### Work to be completed
Each entry, in full: copy it out exactly.

##########

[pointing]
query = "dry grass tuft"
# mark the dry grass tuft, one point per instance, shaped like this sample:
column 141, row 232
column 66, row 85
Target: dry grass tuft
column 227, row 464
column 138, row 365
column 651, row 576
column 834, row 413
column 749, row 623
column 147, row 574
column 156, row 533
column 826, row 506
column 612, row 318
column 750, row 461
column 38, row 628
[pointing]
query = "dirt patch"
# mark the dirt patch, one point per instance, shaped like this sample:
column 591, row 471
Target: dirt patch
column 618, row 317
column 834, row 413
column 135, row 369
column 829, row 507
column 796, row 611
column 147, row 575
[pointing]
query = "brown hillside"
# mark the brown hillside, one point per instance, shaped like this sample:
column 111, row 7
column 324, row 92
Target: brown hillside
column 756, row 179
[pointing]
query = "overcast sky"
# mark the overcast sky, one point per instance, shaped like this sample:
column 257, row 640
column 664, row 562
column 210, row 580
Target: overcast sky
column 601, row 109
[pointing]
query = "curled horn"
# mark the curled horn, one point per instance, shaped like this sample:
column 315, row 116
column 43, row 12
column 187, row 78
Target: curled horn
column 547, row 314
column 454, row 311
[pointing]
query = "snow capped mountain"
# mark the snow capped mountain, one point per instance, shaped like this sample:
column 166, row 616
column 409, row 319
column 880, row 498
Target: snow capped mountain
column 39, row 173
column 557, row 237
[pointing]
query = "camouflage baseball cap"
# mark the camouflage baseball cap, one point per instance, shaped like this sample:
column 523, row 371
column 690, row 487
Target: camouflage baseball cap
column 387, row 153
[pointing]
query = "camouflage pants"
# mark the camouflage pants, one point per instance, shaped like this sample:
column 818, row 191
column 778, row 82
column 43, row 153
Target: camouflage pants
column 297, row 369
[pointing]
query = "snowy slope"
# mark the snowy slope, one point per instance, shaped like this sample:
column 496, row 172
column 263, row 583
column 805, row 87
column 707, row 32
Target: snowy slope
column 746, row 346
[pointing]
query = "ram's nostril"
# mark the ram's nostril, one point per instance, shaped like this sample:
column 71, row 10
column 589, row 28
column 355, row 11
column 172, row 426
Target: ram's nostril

##########

### Final answer
[pointing]
query = "dry grass tuft"
# mark the dry grass tuft, one point per instance, shaped like this sample:
column 141, row 232
column 66, row 85
Target: dry grass tuft
column 227, row 464
column 138, row 365
column 651, row 576
column 834, row 413
column 749, row 623
column 147, row 574
column 156, row 533
column 826, row 506
column 612, row 318
column 750, row 461
column 38, row 628
[pointing]
query = "dirt patch"
# mark the dirt patch, one point per instance, shaped like this sample:
column 591, row 471
Target: dirt patch
column 618, row 317
column 834, row 413
column 135, row 369
column 829, row 507
column 796, row 611
column 147, row 575
[pointing]
query = "brown hillside"
# mark the brown hillside, one point per instance, shaped like this sample:
column 111, row 7
column 324, row 92
Target: brown hillside
column 756, row 179
[pointing]
query = "overcast sky"
# mark the overcast sky, one point per instance, shaped like this sample:
column 257, row 640
column 664, row 562
column 210, row 580
Target: overcast sky
column 601, row 109
[pointing]
query = "curled horn"
# mark the curled horn, one point per instance, shaped like this sample:
column 315, row 116
column 43, row 12
column 187, row 78
Target: curled horn
column 547, row 314
column 454, row 311
[pointing]
query = "snow capped mountain"
# mark the snow capped mountain, one point per instance, shaped like this sample:
column 166, row 616
column 409, row 319
column 880, row 498
Target: snow capped mountain
column 39, row 173
column 557, row 237
[pointing]
query = "camouflage baseball cap"
# mark the camouflage baseball cap, one point per instance, shaped like this sample:
column 523, row 371
column 690, row 487
Target: camouflage baseball cap
column 387, row 153
[pointing]
query = "camouflage pants"
# mark the camouflage pants, one point per instance, shaped like this sample:
column 818, row 191
column 778, row 82
column 43, row 153
Target: camouflage pants
column 297, row 369
[pointing]
query = "snowy slope"
# mark the snowy slope, one point per instance, shaped like this sample:
column 496, row 172
column 263, row 583
column 805, row 87
column 707, row 32
Target: snowy slope
column 746, row 346
[pointing]
query = "ram's nostril"
# mark the ram's nostril, one point per instance, shaped like this sample:
column 71, row 10
column 589, row 28
column 355, row 11
column 172, row 426
Target: ram's nostril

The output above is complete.